Задание: Выведите исходный текст целиком, ничего в нем не меняя.

Исходный текст:
<<<<

Таня начинает «поедать» Олега, когда понимает, что он в нее влюблен. Сначала возлюбленная приравнивается к кровожадной хищнице, страстно желающей съесть слабого юношу, однако спустя некоторое время героиня предстает в образе безобидного и домашнего зверя, способного даже мурчать. Такая странная и отчасти спорная трансформация обусловлена изменением парадигмы отношений главных героев: в начале истории Олег сильно зависит от своей возлюбленной, но по ее завершении любовная лихорадка заканчивается и юноша разочаровывается в Тане. Кроме того, Таня встречает своего поклонника спустя год уверенным в себе, отчасти равнодушным и хладнокровным мужчиной, именно этим Олег привлекает и будоражит героиню.
Актуализация «звериной» метафоры происходит еще в первых главах романа, когда герои отдыхают на курорте. Уже с самого начала повествования при описании Тани акцентируется внимание на ее животной внешности, которая таинственна и притягательна для Олега. Герой всегда с особым трепетом подмечает звериную природу своей возлюбленной. Подобное отношение можно сравнить с поклонением языческим божествам, например, древнеегипетским сверхъестественным существам с зооморфными элементами в теле. Олега привлекает в Тане ее звериная натура, которая проявляется во всем: во внешности, в повадках, в характере. Он чувствует в ней сильную хищницу, способную не только противостоять ему, но и уничтожить его. Именно поэтому главный герой постоянно указывает на ее животное естество: « … и тогда желание поцеловать мгновенно превращалось почти в ненависть и чуть не в желание ударить это грубо-совершенное, так таинственно животное лицо» (Поплавский 2000: 239). Героиня поразительно похожа на зверей даже тогда, когда двигается: « … такие совершенные звериные и точные движения поражали его прямо в сердце» (Поплавский 2000: 275). Однако Танино родство с различными животными проявляется не только в ее внешности, но и в характере. Актуализация такой информации, как правило, происходит благодаря универсальным лексемам зверь, звериный, по-звериному. Так, например, девушка «по-звериному молчалива и скрытна» (Поплавский 2000: 264), и для Олега, который никак не может ее понять, это убийственная черта. Кроме того, героиня, чувствуя свое превосходство над влюбленным молодым человеком, «со звериным удивлением» (Поплавский 2000: 368) понимает в какой-то момент, что он перестает ей подчиняться.

>>>>

Список данных:
<<<<

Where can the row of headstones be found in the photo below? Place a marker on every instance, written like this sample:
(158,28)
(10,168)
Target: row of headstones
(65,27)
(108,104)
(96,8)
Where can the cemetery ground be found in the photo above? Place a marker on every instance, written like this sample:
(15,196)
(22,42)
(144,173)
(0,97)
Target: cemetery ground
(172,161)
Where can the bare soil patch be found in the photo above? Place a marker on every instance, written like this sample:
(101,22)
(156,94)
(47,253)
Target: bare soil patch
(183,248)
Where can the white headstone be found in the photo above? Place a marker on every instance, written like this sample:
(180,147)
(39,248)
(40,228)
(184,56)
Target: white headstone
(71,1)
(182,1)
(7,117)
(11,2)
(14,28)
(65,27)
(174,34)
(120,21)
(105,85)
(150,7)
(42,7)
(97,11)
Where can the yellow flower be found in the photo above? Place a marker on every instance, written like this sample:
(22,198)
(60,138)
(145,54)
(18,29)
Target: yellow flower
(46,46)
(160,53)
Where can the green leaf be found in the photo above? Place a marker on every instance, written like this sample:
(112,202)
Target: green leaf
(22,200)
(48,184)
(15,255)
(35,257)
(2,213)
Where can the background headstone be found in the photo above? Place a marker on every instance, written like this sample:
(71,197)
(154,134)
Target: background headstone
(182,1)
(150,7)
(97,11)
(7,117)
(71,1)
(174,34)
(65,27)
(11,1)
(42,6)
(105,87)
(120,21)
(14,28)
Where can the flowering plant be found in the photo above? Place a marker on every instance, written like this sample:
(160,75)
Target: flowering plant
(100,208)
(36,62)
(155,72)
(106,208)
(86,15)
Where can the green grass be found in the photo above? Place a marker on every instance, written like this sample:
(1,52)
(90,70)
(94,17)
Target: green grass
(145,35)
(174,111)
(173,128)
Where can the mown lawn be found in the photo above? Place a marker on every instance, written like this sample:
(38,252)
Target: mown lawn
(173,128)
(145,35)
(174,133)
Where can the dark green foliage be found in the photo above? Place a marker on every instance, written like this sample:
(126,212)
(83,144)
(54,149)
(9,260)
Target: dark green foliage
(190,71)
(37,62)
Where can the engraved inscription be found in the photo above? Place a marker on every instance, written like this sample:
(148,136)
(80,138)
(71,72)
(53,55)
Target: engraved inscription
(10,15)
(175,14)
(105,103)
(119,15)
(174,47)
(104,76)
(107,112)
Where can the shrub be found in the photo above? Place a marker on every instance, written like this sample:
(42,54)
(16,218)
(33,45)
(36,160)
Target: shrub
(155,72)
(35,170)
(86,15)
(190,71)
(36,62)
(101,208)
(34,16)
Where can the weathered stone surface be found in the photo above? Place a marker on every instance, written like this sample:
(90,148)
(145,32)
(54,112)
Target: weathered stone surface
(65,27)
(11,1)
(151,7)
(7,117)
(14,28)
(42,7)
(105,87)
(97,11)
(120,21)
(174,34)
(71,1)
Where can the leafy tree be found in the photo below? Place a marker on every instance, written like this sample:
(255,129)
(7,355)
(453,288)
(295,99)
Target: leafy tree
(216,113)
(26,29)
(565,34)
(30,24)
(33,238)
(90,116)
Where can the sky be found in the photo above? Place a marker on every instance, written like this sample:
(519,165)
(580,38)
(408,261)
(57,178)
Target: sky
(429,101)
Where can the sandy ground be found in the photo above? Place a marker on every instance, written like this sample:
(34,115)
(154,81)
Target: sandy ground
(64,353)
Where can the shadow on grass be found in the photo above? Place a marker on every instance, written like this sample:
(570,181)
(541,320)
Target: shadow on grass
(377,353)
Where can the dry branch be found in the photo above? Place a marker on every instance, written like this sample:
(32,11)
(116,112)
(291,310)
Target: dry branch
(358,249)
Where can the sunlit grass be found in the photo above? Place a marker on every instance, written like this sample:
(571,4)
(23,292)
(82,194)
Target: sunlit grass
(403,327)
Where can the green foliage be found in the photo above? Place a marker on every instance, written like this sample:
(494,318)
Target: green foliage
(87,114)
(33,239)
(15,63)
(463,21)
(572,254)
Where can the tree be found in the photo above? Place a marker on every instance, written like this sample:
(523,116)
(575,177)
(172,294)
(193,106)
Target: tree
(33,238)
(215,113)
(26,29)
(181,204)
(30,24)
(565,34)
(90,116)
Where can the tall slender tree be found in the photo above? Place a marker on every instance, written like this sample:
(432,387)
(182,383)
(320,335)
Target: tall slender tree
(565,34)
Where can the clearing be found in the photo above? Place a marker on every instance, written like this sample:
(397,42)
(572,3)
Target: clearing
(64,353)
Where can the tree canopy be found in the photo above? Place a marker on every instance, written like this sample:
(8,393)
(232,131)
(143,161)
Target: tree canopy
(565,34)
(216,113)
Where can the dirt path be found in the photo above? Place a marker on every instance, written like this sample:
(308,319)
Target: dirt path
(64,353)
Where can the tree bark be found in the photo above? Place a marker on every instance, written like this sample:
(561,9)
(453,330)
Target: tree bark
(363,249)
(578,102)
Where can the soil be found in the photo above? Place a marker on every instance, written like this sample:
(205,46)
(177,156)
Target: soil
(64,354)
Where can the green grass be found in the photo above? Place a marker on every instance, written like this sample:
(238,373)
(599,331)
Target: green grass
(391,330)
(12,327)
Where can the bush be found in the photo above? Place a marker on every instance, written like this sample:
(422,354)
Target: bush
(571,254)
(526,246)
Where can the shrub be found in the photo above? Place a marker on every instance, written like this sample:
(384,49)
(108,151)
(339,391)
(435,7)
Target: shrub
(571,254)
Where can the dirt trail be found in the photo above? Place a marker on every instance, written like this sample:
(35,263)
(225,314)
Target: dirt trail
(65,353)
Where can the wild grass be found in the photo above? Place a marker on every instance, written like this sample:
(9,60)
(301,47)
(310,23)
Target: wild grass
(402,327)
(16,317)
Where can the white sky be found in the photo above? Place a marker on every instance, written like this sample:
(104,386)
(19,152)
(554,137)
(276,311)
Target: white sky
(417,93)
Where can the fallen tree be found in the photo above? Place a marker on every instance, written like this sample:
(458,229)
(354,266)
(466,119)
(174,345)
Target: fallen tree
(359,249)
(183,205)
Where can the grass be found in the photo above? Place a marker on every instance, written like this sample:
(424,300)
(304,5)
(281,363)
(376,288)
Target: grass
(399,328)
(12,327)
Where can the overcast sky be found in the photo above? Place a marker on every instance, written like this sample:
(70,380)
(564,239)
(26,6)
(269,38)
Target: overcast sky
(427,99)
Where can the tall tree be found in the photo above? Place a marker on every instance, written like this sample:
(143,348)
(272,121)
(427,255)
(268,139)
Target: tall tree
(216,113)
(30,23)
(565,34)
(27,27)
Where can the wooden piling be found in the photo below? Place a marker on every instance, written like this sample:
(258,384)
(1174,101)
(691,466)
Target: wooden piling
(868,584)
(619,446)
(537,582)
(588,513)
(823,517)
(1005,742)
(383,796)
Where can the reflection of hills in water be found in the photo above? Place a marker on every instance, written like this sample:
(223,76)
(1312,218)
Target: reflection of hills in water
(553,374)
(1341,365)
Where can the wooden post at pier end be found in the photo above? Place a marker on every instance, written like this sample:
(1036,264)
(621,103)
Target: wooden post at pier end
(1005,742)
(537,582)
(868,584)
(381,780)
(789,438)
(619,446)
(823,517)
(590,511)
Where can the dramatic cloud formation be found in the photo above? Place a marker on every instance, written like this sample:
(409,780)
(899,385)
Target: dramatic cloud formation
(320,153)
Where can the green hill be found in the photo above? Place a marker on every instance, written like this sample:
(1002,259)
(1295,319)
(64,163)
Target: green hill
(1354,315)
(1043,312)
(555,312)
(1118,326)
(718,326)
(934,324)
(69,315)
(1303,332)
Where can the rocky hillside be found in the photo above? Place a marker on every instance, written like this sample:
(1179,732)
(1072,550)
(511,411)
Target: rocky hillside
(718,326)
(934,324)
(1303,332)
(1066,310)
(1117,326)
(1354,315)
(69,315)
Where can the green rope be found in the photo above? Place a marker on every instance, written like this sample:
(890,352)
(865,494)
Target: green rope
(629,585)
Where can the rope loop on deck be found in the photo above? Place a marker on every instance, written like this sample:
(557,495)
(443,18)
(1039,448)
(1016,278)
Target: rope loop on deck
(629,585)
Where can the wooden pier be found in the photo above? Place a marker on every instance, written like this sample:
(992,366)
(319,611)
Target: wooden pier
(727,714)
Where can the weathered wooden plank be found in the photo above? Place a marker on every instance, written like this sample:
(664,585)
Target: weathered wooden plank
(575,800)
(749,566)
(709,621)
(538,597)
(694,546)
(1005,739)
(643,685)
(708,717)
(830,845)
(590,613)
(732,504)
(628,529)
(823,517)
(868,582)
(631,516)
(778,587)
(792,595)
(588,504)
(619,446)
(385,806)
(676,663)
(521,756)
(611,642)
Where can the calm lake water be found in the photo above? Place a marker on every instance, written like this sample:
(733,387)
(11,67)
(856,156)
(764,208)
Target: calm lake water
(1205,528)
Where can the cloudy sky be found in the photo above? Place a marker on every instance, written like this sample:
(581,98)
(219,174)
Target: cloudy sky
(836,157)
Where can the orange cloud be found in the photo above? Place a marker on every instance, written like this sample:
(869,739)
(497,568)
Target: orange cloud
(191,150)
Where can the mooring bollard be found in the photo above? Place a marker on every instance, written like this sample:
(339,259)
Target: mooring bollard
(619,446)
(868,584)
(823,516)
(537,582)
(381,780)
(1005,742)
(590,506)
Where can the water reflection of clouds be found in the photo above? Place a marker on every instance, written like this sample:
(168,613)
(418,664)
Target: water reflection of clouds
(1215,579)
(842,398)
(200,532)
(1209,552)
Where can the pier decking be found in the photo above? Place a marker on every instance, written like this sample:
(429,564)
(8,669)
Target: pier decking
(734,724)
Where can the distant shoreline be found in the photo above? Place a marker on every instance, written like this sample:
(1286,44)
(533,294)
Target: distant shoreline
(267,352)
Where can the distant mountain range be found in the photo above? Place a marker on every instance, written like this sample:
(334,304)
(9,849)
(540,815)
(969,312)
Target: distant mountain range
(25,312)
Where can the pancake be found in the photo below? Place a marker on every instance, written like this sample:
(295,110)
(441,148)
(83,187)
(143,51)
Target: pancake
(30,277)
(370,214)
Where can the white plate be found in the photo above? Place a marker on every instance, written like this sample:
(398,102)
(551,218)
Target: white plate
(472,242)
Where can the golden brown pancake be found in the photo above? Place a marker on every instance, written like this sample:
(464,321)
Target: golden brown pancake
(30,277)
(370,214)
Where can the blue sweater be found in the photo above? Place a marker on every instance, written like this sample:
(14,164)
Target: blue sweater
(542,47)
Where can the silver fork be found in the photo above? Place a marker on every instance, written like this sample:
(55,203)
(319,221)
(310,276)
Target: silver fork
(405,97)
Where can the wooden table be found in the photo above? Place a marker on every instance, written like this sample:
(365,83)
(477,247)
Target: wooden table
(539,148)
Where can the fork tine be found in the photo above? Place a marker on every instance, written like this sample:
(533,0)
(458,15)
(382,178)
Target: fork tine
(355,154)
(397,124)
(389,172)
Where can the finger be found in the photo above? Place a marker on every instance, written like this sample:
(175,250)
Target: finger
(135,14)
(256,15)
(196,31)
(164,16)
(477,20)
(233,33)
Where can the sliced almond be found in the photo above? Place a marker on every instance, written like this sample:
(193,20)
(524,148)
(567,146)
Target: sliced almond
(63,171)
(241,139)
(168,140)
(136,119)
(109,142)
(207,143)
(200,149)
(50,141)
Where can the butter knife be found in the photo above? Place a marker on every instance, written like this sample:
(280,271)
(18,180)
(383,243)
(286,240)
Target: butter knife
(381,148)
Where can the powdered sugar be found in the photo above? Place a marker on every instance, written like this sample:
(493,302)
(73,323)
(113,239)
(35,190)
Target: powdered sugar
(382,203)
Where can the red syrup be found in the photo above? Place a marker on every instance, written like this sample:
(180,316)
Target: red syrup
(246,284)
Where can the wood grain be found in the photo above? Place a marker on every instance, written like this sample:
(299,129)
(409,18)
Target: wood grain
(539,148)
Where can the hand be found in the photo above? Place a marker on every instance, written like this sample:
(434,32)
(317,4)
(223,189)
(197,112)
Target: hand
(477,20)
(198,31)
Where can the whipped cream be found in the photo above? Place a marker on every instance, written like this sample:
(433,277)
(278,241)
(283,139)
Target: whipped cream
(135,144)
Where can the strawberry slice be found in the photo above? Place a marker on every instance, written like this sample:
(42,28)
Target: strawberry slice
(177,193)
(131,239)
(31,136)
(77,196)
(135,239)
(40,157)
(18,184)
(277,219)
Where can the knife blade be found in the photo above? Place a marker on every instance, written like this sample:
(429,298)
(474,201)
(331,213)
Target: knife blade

>>>>

Ответ на задание:
Таня начинает «поедать» Олега, когда понимает, что он в нее влюблен. Сначала возлюбленная приравнивается к кровожадной хищнице, страстно желающей съесть слабого юношу, однако спустя некоторое время героиня предстает в образе безобидного и домашнего зверя, способного даже мурчать. Такая странная и отчасти спорная трансформация обусловлена изменением парадигмы отношений главных героев: в начале истории Олег сильно зависит от своей возлюбленной, но по ее завершении любовная лихорадка заканчивается и юноша разочаровывается в Тане. Кроме того, Таня встречает своего поклонника спустя год уверенным в себе, отчасти равнодушным и хладнокровным мужчиной, именно этим Олег привлекает и будоражит героиню.
Актуализация «звериной» метафоры происходит еще в первых главах романа, когда герои отдыхают на курорте. Уже с самого начала повествования при описании Тани акцентируется внимание на ее животной внешности, которая таинственна и притягательна для Олега. Герой всегда с особым трепетом подмечает звериную природу своей возлюбленной. Подобное отношение можно сравнить с поклонением языческим божествам, например, древнеегипетским сверхъестественным существам с зооморфными элементами в теле. Олега привлекает в Тане ее звериная натура, которая проявляется во всем: во внешности, в повадках, в характере. Он чувствует в ней сильную хищницу, способную не только противостоять ему, но и уничтожить его. Именно поэтому главный герой постоянно указывает на ее животное естество: « … и тогда желание поцеловать мгновенно превращалось почти в ненависть и чуть не в желание ударить это грубо-совершенное, так таинственно животное лицо» (Поплавский 2000: 239). Героиня поразительно похожа на зверей даже тогда, когда двигается: « … такие совершенные звериные и точные движения поражали его прямо в сердце» (Поплавский 2000: 275). Однако Танино родство с различными животными проявляется не только в ее внешности, но и в характере. Актуализация такой информации, как правило, происходит благодаря универсальным лексемам зверь, звериный, по-звериному. Так, например, девушка «по-звериному молчалива и скрытна» (Поплавский 2000: 264), и для Олега, который никак не может ее понять, это убийственная черта. Кроме того, героиня, чувствуя свое превосходство над влюбленным молодым человеком, «со звериным удивлением» (Поплавский 2000: 368) понимает в какой-то момент, что он перестает ей подчиняться.